Description of the task: Please copy out the stretch of items from the line that contains "Every instance of the utility box" through the line that contains "Every instance of the power", both included, and nothing else.

[START Provided entries]

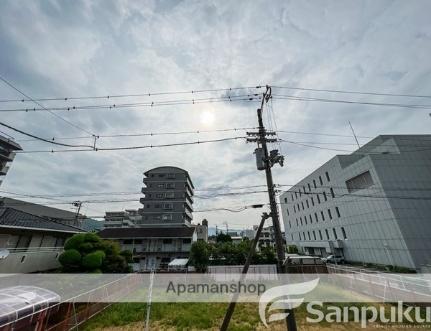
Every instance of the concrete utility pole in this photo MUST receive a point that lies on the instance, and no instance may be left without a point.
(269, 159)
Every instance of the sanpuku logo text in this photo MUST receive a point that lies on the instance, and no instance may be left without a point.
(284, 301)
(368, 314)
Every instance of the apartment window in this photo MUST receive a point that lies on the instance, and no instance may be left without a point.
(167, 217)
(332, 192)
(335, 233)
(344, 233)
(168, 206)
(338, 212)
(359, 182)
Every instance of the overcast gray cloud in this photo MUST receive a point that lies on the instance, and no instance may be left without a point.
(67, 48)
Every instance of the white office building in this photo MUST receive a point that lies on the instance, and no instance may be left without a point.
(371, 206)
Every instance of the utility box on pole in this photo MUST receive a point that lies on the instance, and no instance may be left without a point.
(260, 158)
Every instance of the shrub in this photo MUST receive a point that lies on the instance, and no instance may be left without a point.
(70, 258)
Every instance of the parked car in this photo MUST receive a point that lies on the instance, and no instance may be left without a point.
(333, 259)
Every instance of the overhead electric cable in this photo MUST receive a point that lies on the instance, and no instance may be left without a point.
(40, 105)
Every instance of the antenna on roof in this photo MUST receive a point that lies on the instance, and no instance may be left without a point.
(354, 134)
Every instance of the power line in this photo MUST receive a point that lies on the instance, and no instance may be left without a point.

[END Provided entries]
[START Provided entries]

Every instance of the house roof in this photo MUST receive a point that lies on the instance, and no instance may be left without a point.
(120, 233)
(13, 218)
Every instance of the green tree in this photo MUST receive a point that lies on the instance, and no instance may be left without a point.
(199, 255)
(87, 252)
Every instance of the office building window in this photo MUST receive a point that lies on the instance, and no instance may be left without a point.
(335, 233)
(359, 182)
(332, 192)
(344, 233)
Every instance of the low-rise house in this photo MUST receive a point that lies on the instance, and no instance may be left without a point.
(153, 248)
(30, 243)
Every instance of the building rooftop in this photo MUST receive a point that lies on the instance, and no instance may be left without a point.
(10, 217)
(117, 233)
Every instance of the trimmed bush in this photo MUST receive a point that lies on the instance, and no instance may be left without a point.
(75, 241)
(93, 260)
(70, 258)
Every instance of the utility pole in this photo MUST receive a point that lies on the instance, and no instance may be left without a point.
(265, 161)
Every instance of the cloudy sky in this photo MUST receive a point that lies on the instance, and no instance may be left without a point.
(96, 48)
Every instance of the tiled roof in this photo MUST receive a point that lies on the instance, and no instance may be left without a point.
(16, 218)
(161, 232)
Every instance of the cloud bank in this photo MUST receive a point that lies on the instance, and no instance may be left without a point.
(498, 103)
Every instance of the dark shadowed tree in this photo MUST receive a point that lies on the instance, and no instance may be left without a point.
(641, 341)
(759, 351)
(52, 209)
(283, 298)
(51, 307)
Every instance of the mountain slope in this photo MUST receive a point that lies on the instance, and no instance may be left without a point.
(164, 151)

[END Provided entries]

Expected output:
Every instance of the utility box on pole in this photo MUST receive a point that lies on the instance, and no instance may be left without a point.
(260, 158)
Every instance of the shrub in this photo MUST receive a point that lies on the instance, and no instance may be left without a point.
(70, 258)
Every instance of the parked car in this photo MUST receive a point that lies on the instance, and no instance may be left without a point.
(333, 259)
Every instance of the overhead electric cable in this photo MUST receive a point that lies on the instance, and no instance may be left without a point.
(40, 105)
Every instance of the antenna on roof in this photo MUST receive a point that lies on the instance, and no instance may be left without a point.
(354, 134)
Every instance of the power line in this photo MUST receive a point that lies on the instance, and no instance may be left without a point.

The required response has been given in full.